-- YOUR TASK --
Copy the records below word for word, leaving out the pictures.

### TASK INPUTS

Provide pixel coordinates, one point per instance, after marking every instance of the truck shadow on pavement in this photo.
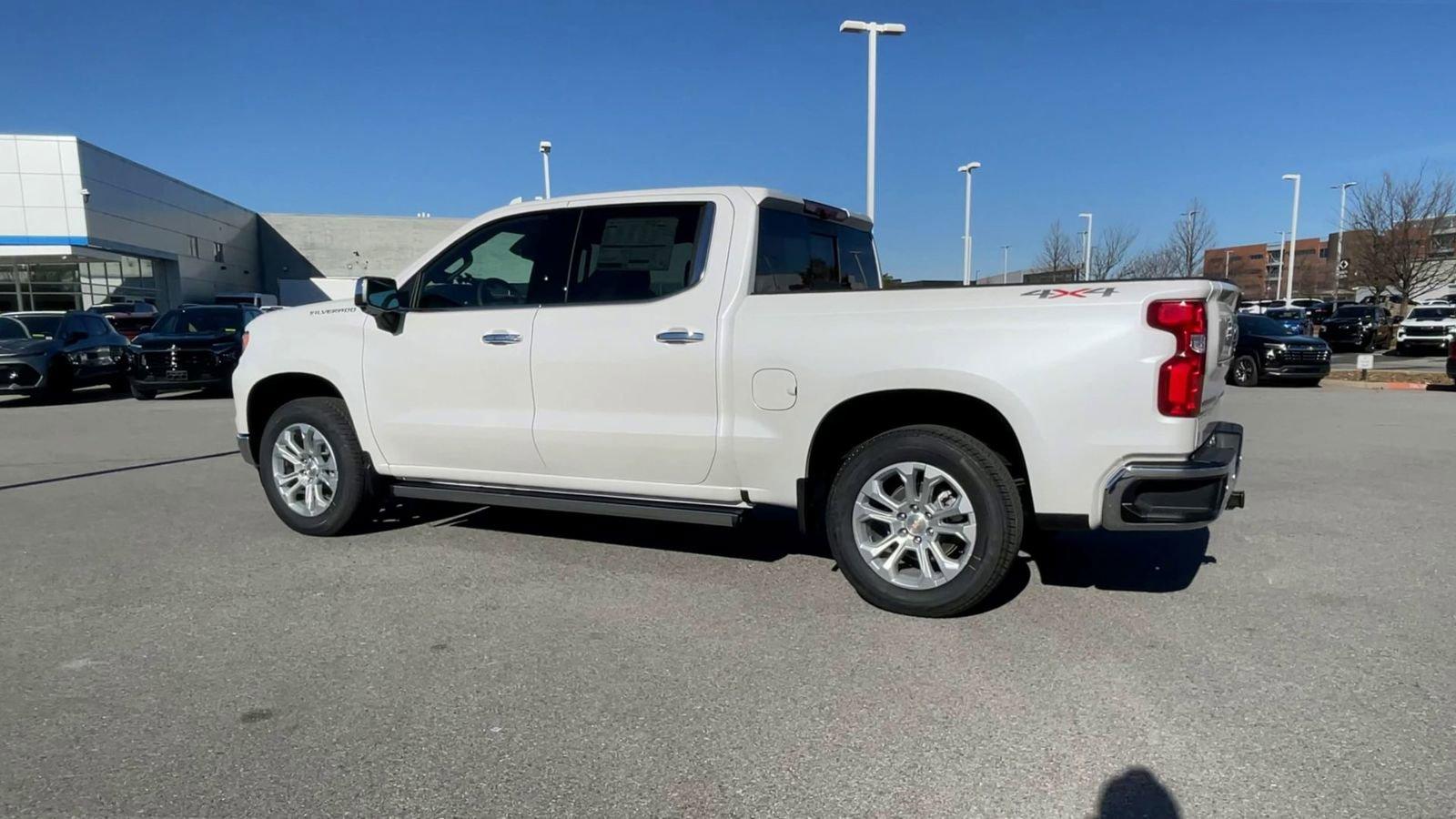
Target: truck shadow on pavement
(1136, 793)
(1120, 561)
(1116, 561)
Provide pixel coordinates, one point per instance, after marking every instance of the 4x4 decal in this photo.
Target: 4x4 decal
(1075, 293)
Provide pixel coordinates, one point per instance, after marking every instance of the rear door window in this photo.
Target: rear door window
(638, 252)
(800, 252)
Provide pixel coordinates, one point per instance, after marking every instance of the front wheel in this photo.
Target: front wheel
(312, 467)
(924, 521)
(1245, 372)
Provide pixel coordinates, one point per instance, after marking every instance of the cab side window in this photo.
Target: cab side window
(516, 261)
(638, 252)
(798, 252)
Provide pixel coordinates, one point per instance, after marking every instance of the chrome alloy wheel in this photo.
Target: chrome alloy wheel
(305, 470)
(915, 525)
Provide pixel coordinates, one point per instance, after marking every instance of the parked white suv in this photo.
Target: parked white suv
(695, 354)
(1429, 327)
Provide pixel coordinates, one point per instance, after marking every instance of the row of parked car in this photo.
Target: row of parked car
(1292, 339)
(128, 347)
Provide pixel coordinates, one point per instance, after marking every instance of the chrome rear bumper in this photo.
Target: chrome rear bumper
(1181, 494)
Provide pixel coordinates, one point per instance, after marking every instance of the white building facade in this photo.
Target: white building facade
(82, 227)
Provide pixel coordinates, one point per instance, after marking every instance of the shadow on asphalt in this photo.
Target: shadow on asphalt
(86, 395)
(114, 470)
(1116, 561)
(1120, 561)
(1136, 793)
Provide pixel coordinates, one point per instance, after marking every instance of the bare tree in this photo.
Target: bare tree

######

-- EXERCISE RESPONSE --
Provide pixel coordinates, one point per instance, after marking every instance of the truck shadow on pavement in this photo.
Target: truck shadow on pavement
(1136, 793)
(1120, 561)
(1116, 561)
Provide pixel coordinates, one point per instance, after marking every instance of the 4x4 decal in this photo.
Target: 4x4 decal
(1075, 293)
Provide pixel coordinates, one point per instance, after marking every instance of the rear door window in this photo.
Target: rear door window
(638, 252)
(800, 252)
Provide pixel coordinates, one point per instance, after marking every instance of the front wheel in this photo.
Target: front wheel
(312, 467)
(924, 521)
(1245, 372)
Provide pixel coordinates, one point per instance, after marking every instance of the cab side window in this photo.
Target: cab side window
(516, 261)
(638, 252)
(798, 252)
Provide pixel coordinates, one point per instance, after marking every instance of the chrome alloy wheel in this photo.
Target: chrome alloy wheel
(305, 470)
(915, 525)
Provide pixel coordinates, one point per instance, after marking every instance of the parked white suv in this photo.
Target: parked white suv
(695, 354)
(1429, 327)
Provide pixel coordinates, one point per instance, after marking every instance of the row of parked car in this photo.
Target: row of parked car
(1292, 339)
(128, 347)
Provide pixel coordinates, one point per instance, after marking every instance of the chrome rear bumper in this photo.
Target: chrome rear bumper
(1181, 494)
Provide pixel coordinates, one point per instance, after marking every instance of the white building facade in this photo.
Target: white building facade
(82, 227)
Provide pixel coordinates, one point per instance, after marking every instance of the shadow on asphalt in this photo.
Target: shadow on asphalt
(86, 395)
(114, 470)
(1116, 561)
(1120, 561)
(1136, 793)
Provide pixel coordinates, one point per instance, after marking every instance of the bare tree in this photo.
Target: bare tree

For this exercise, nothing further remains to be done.